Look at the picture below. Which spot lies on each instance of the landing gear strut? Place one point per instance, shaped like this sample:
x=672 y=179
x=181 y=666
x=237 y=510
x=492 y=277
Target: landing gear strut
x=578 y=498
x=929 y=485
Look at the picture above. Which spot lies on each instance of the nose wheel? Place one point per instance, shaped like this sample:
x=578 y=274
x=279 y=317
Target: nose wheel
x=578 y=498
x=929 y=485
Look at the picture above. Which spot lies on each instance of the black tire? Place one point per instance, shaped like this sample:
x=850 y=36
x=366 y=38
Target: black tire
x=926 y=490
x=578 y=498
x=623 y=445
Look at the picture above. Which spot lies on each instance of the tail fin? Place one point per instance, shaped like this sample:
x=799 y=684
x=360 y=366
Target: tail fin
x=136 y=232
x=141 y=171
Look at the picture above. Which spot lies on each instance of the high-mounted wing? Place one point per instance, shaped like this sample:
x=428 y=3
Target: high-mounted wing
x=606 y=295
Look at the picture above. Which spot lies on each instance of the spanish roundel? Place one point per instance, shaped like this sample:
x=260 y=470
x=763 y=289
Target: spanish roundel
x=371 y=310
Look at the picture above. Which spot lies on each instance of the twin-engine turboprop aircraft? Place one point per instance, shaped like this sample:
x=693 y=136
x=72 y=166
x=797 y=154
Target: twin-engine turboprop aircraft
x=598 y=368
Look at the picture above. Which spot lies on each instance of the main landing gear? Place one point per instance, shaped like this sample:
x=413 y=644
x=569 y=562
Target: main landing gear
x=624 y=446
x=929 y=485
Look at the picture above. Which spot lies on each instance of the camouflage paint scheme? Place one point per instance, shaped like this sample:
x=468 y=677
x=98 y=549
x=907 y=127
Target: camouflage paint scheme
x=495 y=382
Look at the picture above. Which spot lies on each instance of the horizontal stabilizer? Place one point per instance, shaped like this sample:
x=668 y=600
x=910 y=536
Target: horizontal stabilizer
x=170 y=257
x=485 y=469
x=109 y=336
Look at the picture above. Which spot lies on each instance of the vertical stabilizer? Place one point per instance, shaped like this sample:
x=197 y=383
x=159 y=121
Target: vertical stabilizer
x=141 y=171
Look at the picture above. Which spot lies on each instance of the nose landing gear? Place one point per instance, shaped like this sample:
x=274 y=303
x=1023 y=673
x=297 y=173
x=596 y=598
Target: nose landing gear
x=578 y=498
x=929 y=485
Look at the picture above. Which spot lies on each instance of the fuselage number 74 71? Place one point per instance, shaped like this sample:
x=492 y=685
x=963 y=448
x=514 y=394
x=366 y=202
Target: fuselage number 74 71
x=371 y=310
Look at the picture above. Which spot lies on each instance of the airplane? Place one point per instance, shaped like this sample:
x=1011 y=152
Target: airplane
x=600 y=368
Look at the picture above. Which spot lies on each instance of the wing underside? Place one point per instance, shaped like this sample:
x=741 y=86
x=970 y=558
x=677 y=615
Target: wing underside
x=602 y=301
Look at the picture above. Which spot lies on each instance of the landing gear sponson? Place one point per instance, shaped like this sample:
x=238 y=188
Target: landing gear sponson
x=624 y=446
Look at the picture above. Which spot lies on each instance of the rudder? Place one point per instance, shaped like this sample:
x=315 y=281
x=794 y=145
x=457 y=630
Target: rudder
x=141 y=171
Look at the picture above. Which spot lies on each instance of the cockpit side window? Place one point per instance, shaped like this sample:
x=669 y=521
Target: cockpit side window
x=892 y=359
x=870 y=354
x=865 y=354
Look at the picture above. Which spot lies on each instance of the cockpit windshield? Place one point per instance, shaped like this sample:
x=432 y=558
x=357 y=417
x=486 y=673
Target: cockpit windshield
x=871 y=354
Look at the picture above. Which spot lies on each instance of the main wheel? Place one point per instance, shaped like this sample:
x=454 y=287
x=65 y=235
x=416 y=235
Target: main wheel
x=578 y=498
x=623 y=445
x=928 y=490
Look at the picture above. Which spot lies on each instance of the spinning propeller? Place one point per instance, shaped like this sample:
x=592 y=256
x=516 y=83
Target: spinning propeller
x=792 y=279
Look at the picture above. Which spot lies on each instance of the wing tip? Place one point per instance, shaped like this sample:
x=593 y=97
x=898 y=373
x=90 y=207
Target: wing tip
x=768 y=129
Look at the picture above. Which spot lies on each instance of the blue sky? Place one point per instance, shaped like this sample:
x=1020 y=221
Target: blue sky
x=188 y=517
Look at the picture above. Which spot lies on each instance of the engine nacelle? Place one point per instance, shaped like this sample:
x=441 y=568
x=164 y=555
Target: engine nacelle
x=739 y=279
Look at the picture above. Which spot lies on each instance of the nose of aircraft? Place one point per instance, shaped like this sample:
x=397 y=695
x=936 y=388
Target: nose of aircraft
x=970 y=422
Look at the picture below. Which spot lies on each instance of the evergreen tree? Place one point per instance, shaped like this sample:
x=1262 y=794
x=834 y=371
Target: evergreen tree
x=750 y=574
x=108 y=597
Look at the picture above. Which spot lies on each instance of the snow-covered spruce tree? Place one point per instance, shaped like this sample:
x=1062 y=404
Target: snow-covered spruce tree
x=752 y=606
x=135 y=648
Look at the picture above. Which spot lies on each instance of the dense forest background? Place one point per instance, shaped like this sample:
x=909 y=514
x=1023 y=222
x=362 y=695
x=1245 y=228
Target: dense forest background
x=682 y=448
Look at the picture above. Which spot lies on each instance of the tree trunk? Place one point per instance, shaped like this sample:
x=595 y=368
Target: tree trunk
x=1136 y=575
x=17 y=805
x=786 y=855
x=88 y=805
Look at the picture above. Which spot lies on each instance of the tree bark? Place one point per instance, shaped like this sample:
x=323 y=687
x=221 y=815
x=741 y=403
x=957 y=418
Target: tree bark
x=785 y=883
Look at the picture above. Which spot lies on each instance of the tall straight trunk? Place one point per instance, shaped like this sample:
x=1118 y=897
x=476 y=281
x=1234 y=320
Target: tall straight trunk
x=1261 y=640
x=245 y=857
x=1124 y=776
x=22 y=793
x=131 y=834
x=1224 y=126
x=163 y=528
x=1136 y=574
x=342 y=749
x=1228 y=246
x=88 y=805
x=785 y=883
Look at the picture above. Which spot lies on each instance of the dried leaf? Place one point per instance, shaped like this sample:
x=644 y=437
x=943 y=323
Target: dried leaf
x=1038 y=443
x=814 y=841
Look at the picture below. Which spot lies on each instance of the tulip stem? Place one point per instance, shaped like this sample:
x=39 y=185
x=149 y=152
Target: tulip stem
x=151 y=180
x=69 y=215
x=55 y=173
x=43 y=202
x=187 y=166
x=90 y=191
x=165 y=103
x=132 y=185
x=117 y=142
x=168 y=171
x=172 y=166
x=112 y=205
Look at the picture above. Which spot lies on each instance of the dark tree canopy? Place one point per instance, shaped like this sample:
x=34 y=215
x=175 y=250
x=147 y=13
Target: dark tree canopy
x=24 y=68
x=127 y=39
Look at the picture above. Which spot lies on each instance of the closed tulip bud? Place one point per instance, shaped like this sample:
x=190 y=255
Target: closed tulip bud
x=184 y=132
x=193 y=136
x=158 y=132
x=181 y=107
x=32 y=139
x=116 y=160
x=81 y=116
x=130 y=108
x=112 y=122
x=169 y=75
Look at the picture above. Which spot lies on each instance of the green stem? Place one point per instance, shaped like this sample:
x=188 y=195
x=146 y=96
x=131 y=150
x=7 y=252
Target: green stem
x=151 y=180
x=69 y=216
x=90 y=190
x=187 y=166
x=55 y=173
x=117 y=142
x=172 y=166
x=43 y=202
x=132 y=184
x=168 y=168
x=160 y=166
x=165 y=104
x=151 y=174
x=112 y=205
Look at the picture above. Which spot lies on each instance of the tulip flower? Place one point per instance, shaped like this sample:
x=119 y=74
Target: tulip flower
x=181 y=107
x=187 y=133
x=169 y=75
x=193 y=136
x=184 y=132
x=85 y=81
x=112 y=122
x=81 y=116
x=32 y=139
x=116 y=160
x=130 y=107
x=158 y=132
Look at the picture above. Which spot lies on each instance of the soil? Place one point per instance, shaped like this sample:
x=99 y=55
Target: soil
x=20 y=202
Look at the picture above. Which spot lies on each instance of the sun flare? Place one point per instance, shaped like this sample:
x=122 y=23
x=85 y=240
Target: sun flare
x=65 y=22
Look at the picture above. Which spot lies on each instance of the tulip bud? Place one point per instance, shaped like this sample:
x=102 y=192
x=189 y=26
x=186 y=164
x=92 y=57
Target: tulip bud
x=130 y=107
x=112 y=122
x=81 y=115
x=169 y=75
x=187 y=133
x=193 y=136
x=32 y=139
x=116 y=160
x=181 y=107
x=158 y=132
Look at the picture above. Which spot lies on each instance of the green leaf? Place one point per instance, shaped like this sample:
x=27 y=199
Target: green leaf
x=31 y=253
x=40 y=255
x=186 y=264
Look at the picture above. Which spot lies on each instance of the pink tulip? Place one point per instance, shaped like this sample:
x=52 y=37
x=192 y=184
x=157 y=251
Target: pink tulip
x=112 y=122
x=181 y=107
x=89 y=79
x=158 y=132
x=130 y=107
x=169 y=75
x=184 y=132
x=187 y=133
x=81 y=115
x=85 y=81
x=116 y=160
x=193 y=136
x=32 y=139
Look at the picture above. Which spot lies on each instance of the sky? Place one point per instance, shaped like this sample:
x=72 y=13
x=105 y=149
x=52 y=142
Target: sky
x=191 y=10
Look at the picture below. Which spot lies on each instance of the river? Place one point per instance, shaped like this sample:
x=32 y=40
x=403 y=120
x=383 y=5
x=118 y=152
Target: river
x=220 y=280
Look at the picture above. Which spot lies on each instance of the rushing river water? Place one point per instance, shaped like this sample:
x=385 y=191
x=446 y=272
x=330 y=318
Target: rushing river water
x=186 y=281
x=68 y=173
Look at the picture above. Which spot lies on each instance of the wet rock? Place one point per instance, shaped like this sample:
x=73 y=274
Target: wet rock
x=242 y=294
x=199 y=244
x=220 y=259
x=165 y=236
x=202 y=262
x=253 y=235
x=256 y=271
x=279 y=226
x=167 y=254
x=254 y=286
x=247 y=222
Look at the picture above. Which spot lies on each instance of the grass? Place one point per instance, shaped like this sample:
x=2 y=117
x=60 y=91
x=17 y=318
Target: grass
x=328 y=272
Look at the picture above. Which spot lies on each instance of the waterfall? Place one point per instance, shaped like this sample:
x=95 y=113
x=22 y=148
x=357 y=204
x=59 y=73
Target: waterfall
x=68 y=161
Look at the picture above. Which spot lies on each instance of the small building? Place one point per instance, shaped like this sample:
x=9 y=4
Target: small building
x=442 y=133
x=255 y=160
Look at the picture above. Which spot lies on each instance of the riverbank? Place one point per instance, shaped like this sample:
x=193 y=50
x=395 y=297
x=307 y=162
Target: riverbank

____________

▶ _YOUR INSTRUCTIONS_: Render the lines of the listing above as a numbered list, beginning at the line that contains "of the sky?" and stopping after the line that contains "x=220 y=280". Leave out any blank lines.

▶ _EXERCISE OUTPUT_:
1. Look at the picture above. Which spot lies on each instance of the sky? Place one point per instance, shaped like this sample:
2. x=72 y=13
3. x=105 y=149
4. x=52 y=142
5. Target: sky
6. x=191 y=10
7. Look at the picture below. Which spot lies on each instance of the river? Place one point per instance, shaped like this sample:
8. x=32 y=40
9. x=403 y=120
10. x=383 y=5
11. x=118 y=152
12. Target: river
13. x=220 y=280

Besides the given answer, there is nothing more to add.